◆ **Extract to read**:
*****
She added that an area, "likely quite a lot less than a mile," will be closed to public access while the wolves become acclimated. According to a Service news release, the wolves could be held there for up to 30 days. Brown added that the area closure "won't affect anyone's ability to get around by trail."
Brown said the Mule Pack is made up of an adult pair and two yearlings. "This particular pack, the Mule Pack, has never depredated livestock," she said. "The reason we had recaptured that pack was they were in an area with a lot of livestock" with calving season oncoming. She said the Service wanted to move the Mule Pack into an area with more elk and less interaction with livestock.
The Mule Pack would have been immediately relocated into another area of Arizona, Brown said, but the alpha female of the pack was injured while being trapped. As a result, part of one of her front legs was amputated and she and her pack were taken to the Ladder Ranch near Truth or Consequences while she recuperated.
She is now pregnant, and according to Vicki Fox, a Service public relations official, she is in good shape. "The pack will take care of her," Fox said.
The Gila Wilderness areas the Service plans to use for wolf translocation include McKenna Park, Chicken Coop/Creel Canyons, Miller Springs and Halfmoon Park. Miller Springs is in Grant County; the other locations are in Catron County.
Brown said the Pipestem Pack, with two pups, a yearling female and an adult pair, will be released as soon as possible in the Halfmoon Park area which she called the most remote of the translocation sites. The alpha female of that pack is also pregnant.
*****
◆ **Directives**:
- 1) In the passage on the wolf relocation, where was the Mule Pack taken while its injured alpha female recuperated?
- 2) Reproduce the part of the wolf relocation passage that begins at the words "Brown said the Mule" and stops after "interaction with livestock.", word for word.
*****
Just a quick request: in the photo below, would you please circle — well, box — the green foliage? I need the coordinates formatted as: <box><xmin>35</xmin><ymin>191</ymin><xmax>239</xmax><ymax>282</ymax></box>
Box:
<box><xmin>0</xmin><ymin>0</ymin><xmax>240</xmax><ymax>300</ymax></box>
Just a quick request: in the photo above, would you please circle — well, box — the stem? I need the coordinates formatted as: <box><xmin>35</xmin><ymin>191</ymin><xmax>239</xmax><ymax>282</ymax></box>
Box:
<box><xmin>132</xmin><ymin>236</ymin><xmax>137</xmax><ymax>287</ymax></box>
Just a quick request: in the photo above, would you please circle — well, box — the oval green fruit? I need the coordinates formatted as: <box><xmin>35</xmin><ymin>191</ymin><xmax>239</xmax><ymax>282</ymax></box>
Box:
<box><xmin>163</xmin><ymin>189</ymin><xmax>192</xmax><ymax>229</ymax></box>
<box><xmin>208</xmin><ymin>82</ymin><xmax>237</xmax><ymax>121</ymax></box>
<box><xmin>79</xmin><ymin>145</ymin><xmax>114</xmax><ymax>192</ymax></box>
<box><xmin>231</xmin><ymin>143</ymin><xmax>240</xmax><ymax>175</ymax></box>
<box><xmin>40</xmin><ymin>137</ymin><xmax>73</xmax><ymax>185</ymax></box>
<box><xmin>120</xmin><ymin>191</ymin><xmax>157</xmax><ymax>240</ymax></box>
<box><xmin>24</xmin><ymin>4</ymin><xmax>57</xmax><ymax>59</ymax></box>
*****
◆ **Solutions**:
- 1) The Ladder Ranch near Truth or Consequences.

- 2)
Brown said the Mule Pack is made up of an adult pair and two yearlings. "This particular pack, the Mule Pack, has never depredated livestock," she said. "The reason we had recaptured that pack was they were in an area with a lot of livestock" with calving season oncoming. She said the Service wanted to move the Mule Pack into an area with more elk and less interaction with livestock.